_EXTRAIT CHOISI_.

━━━━

Concurrence espagnole…
En ce moment, il emploie une trentaine de personnes, jusqu’à 48 heures par semaine, six jours sur sept, payées au SMIC, heures sup’ majorées : « Ils gagnent 2 000 euros par mois et plus », assure le patron. Une douzaine de saisonniers espagnols sont là, des habitués qui viennent travailler six mois en France pour un bien meilleur salaire qu’au pays. Philippe Bon assure n’avoir jamais eu recours aux travailleurs détachés, dont les intermédiaires espagnols ont fait scandale dernièrement (2). Une dizaine d’immigrés tunisiens, en contrat OMI (autorisés à travailler en France le temps de leur contrat), sont également présents. « Six autres devaient nous rejoindre mais ils sont restés bloqués, explique Phlippe Bon. On a dû recruter en urgence localement. » En Seine-et-Marne, le préfet se félicitait fin mars de «mobiliser» les réfugiés face à la pénurie de main-d’oeuvre du secteur agricole…
« La terre est basse »

━━━━

_CONSIGNE_.
Poursuivez le texte sur les saisonniers agricoles à partir de l'endroit où il s'interrompt.

━━━━

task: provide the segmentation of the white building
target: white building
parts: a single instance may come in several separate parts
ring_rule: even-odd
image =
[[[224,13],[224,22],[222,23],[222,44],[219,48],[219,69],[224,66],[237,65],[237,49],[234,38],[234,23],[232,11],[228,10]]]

━━━━

_RÉPONSE ATTENDUE_.
Ramasser des fraises n’est dans le principe pas compliqué. Prendre une cagette, appelée « plateau », la remplir de barquettes et cueillir en se baissant plus bas que terre. Deux techniques (sans qu’aucune d’elles ne fonctionnent réellement) : soit se péter le dos, soit jouer sur les jambes. Les plus belles fraises sont d’un rouge pétant, comme lustrées. Pas besoin de sucre pour l’enfourner dans le gosier. Philippe Bon assure n’avoir utilisé qu’une fois des pesticides cette année sur ces cultures… Une fois les plateaux remplis, on les pose sur des palettes que surveillent des chefs d’équipe. La matinée, les Espagnols blaguent entre eux et avancent beaucoup plus vite que le Ravi sous une serre où la température est encore agréable : le plastique a été peint en blanc pour éviter que le soleil ne tape trop fort. Le masque ou la visière ne sont pas très pratiques mais les rangs sont assez espacés pour respecter grossièrement les distance de sécurité. Aujourd’hui, environ 2,5 tonnes de fraises seront ramassées, 120 en une saison.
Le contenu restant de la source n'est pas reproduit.